Brief: Pick out each line of the records below that contains the word "city" and copy those lines.

[Position annotation records]
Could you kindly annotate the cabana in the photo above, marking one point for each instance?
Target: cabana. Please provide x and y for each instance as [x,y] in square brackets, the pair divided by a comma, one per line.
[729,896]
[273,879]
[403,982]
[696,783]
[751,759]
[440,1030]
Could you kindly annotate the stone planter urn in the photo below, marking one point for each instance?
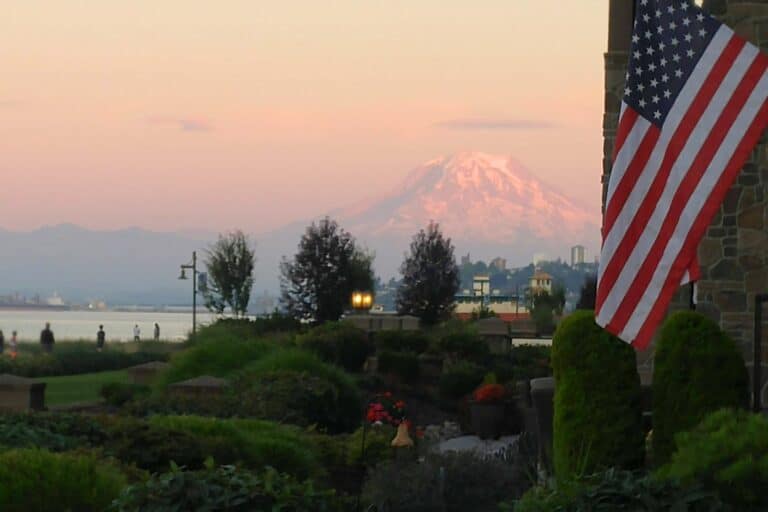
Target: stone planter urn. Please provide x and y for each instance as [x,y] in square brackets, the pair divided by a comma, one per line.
[487,418]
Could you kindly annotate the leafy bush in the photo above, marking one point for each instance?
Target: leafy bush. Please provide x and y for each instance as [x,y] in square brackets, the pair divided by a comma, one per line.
[727,453]
[225,488]
[378,445]
[403,364]
[253,443]
[340,343]
[462,341]
[80,357]
[460,380]
[33,480]
[597,422]
[347,398]
[402,341]
[118,394]
[453,482]
[616,490]
[697,370]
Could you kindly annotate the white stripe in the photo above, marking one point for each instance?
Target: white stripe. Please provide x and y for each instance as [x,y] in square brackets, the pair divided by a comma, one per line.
[700,73]
[678,172]
[708,182]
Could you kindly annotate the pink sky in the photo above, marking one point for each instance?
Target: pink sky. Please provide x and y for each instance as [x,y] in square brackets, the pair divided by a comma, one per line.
[214,115]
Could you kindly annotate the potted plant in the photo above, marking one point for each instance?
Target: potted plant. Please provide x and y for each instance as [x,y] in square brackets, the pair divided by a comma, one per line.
[487,409]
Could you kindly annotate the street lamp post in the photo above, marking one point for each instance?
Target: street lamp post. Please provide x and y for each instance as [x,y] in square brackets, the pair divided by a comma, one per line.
[183,277]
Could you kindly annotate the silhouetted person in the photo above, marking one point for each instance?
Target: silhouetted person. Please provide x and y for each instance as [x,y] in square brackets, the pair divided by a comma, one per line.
[101,337]
[46,338]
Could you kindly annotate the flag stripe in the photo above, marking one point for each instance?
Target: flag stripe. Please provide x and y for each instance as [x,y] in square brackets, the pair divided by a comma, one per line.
[644,198]
[652,260]
[744,140]
[629,257]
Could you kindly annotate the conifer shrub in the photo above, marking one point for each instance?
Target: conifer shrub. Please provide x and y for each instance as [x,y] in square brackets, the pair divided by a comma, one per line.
[597,419]
[697,370]
[34,480]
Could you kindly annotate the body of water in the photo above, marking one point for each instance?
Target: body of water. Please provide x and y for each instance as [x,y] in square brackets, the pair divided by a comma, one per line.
[118,325]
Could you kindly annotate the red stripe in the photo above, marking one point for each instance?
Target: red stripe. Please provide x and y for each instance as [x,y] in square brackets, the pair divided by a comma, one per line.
[683,195]
[751,137]
[631,175]
[676,145]
[626,123]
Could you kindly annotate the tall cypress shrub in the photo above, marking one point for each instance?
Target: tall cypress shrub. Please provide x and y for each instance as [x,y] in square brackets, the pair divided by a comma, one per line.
[697,370]
[597,421]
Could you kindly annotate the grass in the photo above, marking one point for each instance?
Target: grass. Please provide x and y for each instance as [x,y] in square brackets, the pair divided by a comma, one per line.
[79,389]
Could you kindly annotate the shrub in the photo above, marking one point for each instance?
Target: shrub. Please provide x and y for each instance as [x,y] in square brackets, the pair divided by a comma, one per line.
[616,490]
[378,445]
[225,488]
[453,482]
[402,341]
[697,370]
[402,364]
[348,395]
[253,443]
[727,453]
[39,481]
[597,417]
[118,394]
[340,343]
[460,380]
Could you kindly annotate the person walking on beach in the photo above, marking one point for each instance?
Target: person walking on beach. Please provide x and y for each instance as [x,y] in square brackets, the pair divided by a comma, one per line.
[46,338]
[101,337]
[14,345]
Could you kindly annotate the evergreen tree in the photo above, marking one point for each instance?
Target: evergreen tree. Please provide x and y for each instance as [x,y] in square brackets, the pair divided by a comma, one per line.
[317,284]
[230,263]
[430,277]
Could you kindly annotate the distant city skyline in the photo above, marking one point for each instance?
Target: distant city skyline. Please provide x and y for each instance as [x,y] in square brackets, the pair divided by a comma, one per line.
[174,116]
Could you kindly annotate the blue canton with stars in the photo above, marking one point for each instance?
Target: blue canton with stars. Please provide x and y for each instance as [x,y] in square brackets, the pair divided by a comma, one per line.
[668,40]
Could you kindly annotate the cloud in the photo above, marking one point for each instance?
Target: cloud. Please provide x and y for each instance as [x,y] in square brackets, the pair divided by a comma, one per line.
[184,124]
[493,124]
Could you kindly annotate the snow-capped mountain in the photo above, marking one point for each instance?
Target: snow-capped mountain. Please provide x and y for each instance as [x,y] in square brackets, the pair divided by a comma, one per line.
[483,202]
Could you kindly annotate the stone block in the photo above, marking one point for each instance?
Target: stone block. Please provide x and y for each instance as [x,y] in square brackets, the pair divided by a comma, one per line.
[18,394]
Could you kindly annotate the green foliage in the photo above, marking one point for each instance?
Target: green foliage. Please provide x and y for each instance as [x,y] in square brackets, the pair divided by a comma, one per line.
[252,443]
[80,357]
[118,394]
[597,421]
[225,488]
[726,453]
[402,341]
[347,396]
[460,380]
[444,483]
[340,343]
[616,490]
[430,277]
[403,364]
[697,370]
[229,263]
[378,445]
[33,480]
[317,284]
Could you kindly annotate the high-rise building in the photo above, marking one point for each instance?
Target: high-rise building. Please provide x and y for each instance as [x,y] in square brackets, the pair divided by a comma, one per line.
[578,255]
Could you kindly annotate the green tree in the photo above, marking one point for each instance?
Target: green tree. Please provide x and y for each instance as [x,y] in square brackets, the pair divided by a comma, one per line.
[229,263]
[430,277]
[317,284]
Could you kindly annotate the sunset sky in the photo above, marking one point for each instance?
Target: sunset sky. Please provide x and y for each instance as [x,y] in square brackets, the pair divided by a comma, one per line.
[197,114]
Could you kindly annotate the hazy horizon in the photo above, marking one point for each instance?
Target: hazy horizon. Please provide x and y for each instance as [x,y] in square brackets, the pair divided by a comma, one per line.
[174,117]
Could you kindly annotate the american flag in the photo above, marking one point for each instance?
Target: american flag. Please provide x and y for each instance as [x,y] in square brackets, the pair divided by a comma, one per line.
[694,107]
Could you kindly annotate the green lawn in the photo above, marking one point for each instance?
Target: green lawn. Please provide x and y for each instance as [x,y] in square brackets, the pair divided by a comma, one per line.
[76,389]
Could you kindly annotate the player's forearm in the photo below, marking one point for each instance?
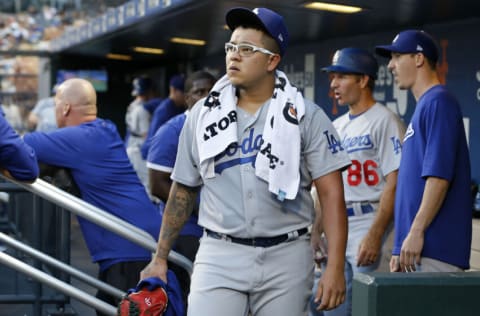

Result for this exercise:
Could you kindly annotate the distant city skyline in the photo above, marking one point for each instance?
Target: distant city skyline. Please provide x and y for each instance as [x,y] in square brackets, the pair divided by a comma, one per line.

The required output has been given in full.